(Problem requirements) Start at the first record below and retype through the last, exactly.

+--

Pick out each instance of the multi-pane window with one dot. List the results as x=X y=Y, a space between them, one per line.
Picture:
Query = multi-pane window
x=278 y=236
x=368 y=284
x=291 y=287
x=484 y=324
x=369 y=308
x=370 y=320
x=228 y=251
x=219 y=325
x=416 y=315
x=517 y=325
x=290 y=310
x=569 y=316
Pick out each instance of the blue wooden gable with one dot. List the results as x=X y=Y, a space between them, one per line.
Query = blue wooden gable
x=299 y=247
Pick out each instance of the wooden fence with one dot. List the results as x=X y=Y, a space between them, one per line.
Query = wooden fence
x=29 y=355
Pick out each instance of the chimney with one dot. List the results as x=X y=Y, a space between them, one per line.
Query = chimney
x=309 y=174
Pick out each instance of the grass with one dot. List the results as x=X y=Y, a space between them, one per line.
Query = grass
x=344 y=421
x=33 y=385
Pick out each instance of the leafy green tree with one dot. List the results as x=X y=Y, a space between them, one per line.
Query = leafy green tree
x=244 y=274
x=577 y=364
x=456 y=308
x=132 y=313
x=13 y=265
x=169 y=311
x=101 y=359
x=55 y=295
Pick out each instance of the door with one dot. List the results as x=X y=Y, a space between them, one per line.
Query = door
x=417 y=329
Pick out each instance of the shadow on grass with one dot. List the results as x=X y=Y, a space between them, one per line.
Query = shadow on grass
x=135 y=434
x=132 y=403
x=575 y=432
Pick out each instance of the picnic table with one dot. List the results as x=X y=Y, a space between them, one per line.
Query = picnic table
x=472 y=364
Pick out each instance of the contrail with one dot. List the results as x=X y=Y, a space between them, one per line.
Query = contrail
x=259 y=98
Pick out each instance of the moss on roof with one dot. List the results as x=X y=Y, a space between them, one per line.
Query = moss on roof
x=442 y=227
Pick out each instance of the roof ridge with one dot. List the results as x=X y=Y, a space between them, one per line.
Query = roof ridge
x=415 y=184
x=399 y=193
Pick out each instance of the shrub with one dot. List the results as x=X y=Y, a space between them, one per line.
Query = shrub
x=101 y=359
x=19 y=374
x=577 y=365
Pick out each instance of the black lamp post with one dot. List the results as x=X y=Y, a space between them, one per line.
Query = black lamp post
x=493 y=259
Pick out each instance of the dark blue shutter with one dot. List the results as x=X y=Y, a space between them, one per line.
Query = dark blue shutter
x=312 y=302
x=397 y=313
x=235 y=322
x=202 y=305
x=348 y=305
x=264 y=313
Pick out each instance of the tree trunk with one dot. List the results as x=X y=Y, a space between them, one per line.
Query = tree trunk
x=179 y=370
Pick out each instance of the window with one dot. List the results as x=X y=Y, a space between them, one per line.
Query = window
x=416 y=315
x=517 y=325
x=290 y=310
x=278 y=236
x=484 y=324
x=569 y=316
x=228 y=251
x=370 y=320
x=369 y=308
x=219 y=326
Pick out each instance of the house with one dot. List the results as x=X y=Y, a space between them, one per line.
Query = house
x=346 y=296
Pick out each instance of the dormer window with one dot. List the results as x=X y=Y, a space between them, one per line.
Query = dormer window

+--

(Solution)
Pick out each instance of the multi-pane window with one dot. List the results as x=X y=Y, a space between them, one per line.
Picture:
Query = multi-pane window
x=278 y=236
x=368 y=284
x=291 y=287
x=484 y=324
x=369 y=308
x=370 y=320
x=228 y=251
x=219 y=325
x=416 y=315
x=517 y=325
x=290 y=310
x=569 y=316
Pick out each instance of the blue wooden gable with one dot. List the results as x=X y=Y, a space between them, one per line.
Query = blue wooden gable
x=299 y=247
Pick out each instance of the wooden fence with one dot. List the results as x=X y=Y, a space between them, one per line.
Query = wooden fence
x=29 y=355
Pick out each instance of the chimney with one dot. List the results as x=X y=Y, a space between them, one per line.
Query = chimney
x=309 y=174
Pick out each instance of the grass with one dot. List the results as x=X y=Y, a space between them, one per line.
Query = grass
x=344 y=421
x=33 y=385
Pick out each instance of the leafy green tree with one dot. List the results as x=X y=Y, a space between them, one per line.
Query = leafy green tree
x=244 y=274
x=577 y=364
x=456 y=308
x=132 y=313
x=13 y=265
x=169 y=311
x=101 y=359
x=55 y=295
Pick out each instance of the door with one dot. List the results as x=X y=Y, a space between them, one per line.
Query = door
x=417 y=329
Pick out each instance of the shadow on grass with one dot. List the results as x=X y=Y, a space between them, one per line.
Query = shadow on grass
x=135 y=434
x=132 y=403
x=575 y=432
Pick out each instance of the picnic table with one dot. List the results as x=X y=Y, a space between them, one per line.
Query = picnic table
x=472 y=364
Pick out each instance of the contrail with one dot. List the results as x=X y=Y, a space between them, one per line.
Query = contrail
x=259 y=98
Pick out each instance of the moss on roof with one dot. List the results as x=X y=Y, a space between them, one per line.
Query = moss on roof
x=442 y=227
Pick out each instance of the roof ridge with one dot. List the results as x=X y=Y, a space between them, one per line.
Query = roof ridge
x=415 y=184
x=399 y=193
Pick out each instance of the shrub with one dot. List the results as x=X y=Y, a space between them, one per line.
Query = shrub
x=101 y=359
x=19 y=374
x=577 y=365
Pick out each instance of the black lamp post with one dot. List the results as x=X y=Y, a space between them, one per line.
Query = black lamp post
x=493 y=259
Pick out each instance of the dark blue shutter with one dot. List the results as x=X y=Y, a space between them, one per line.
Query = dark blue shutter
x=312 y=302
x=397 y=313
x=235 y=322
x=202 y=305
x=348 y=305
x=264 y=313
Pick out each instance of the tree trunk with one dot. List the results as x=X y=Y, a space between them, one per line.
Query = tree trunk
x=179 y=370
Pick out each instance of the window with one dot. List the results as x=X y=Y, a space between them, one per line.
Query = window
x=416 y=315
x=517 y=325
x=290 y=310
x=278 y=236
x=484 y=324
x=569 y=316
x=228 y=251
x=370 y=320
x=369 y=308
x=219 y=326
Pick out each instance of the house with one dot. List the results as x=X y=Y, a space between them, one per line.
Query = house
x=346 y=296
Pick out each instance of the dormer window with one dot. List the results as x=X y=Y, a space between them, one per line.
Query = dormer window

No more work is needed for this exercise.